In the text about the flashers, rewrite the stretch from "You will recall" through "bother publicizing it?", changing "programmers" to "developers".

Excerpt to read -
□ □ □
I suppose the flashers could be the manifestation of some cosmological event in deep space, perhaps something like the “X-ray or gamma ray flashers”, but if so, I’ve never heard anything about them in the astronomical press. Head-on meteors are another possibility, but I think that’s highly unlikely.

My guess is that these are reflections off surveillance satellites, spies in the skies. The flashes were not solar, but beacons or reflections from powerful lasers, used in some ranging or calibration procedure, or perhaps the sign of an actual attack on the satellite–an attempt to blind or confuse its sensors.

I also recall reading somewhere that there is a gravitational “sweet spot” somewhere along longitude 90 W. The Earth’s gravitational field is not perfectly spherical. It has bumps and wrinkles, places inherently unstable or stable, respectively, to geosynchronous satellites. An object placed at one of the dips would have a tendency to remain there and not require constant fuel expenditure to remain on station.

Such spots would no doubt be reserved for national security orbiters. A geostationary satellite placed there would be able to continuously monitor radio traffic or missile launches on the eastern USA or the Caribbean basin. To an observer on Earth, such a satellite would appear to slowly wander east and west, and north and south, of a spot on the celestial equator. These would be highly secret missions, but I suspect these are big birds, perhaps with huge antennas deployed on them.

You will recall all the concern in those years about possible “Y2K” events, errors caused by programmers failing to code their software to accommodate the change to the new century/millennium. As it turns out, not much really happened, but there was a general fear that problems might occur. I even recall reading that there might be issues with our spy satellites. As it turns out, I do recall reading in the general press a few weeks later that some “minor Y2K problems” occurred in our orbital reconnaissance vehicles, but that they were quickly taken care of. Hmmmm… even if this were true, why would they bother publicizing it?

I certainly don’t know what the flashers were, and I’ve never heard about anyone else seeing them. Perhaps someone reading these lines can suggest a solution to the mystery. Until then, I can continue to think that maybe, just maybe, I may have witnessed one of the last battles of the Cold War.
□ □ □
Dataset rows -
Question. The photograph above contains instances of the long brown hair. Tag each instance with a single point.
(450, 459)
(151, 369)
□ □ □
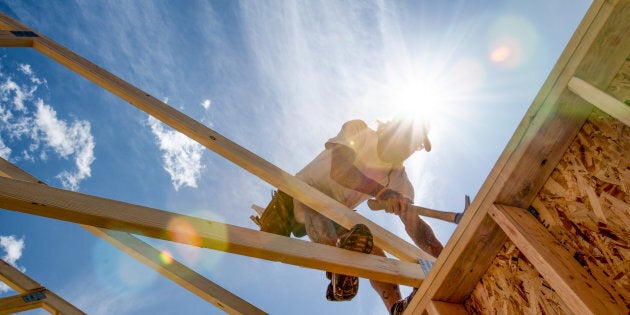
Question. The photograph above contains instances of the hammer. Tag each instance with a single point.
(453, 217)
□ □ □
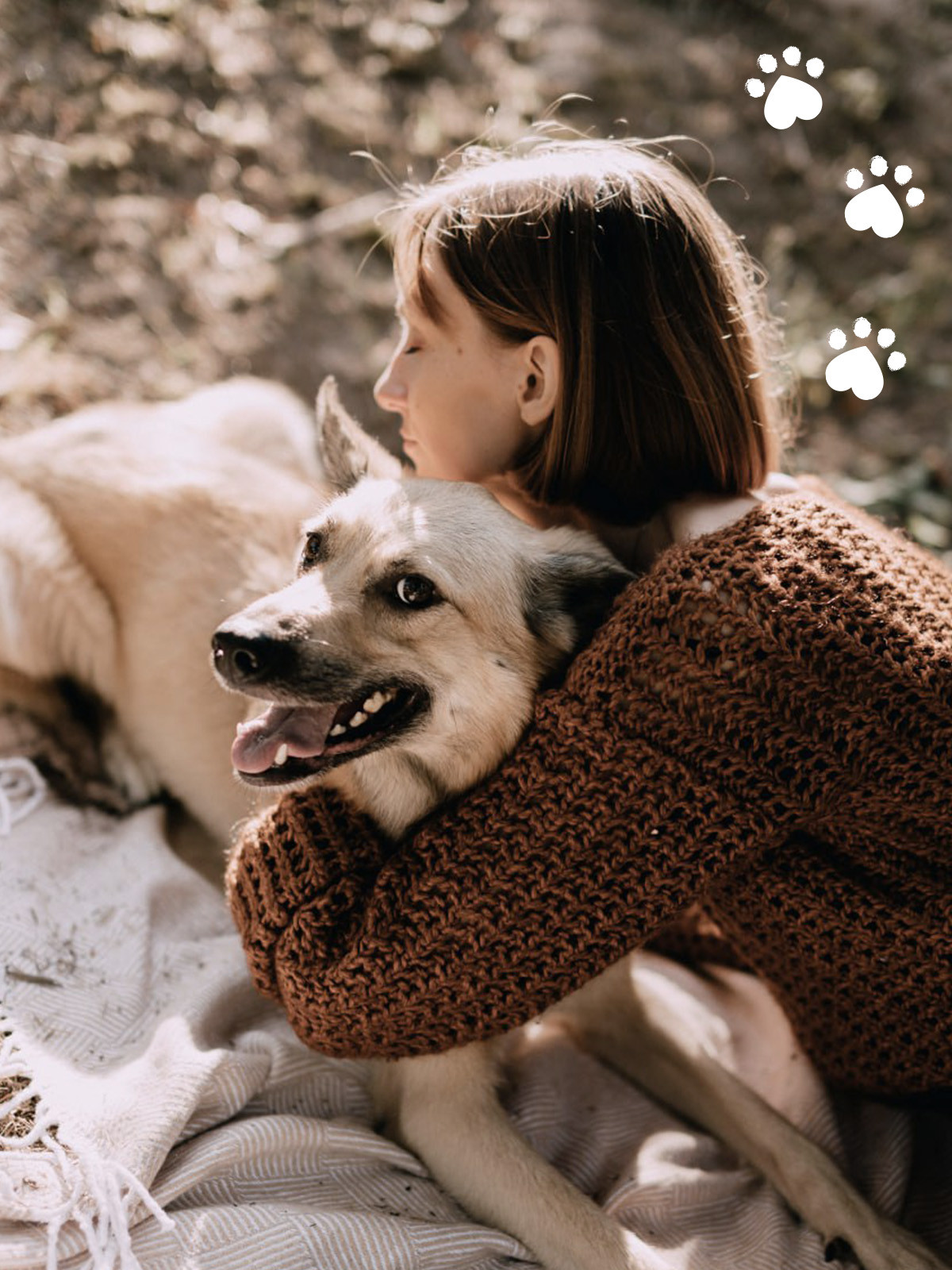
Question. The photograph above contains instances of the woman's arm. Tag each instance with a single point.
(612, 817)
□ □ □
Completed exercise -
You will recall all the concern in those years about possible “Y2K” events, errors caused by developers failing to code their software to accommodate the change to the new century/millennium. As it turns out, not much really happened, but there was a general fear that problems might occur. I even recall reading that there might be issues with our spy satellites. As it turns out, I do recall reading in the general press a few weeks later that some “minor Y2K problems” occurred in our orbital reconnaissance vehicles, but that they were quickly taken care of. Hmmmm… even if this were true, why would they bother publicizing it?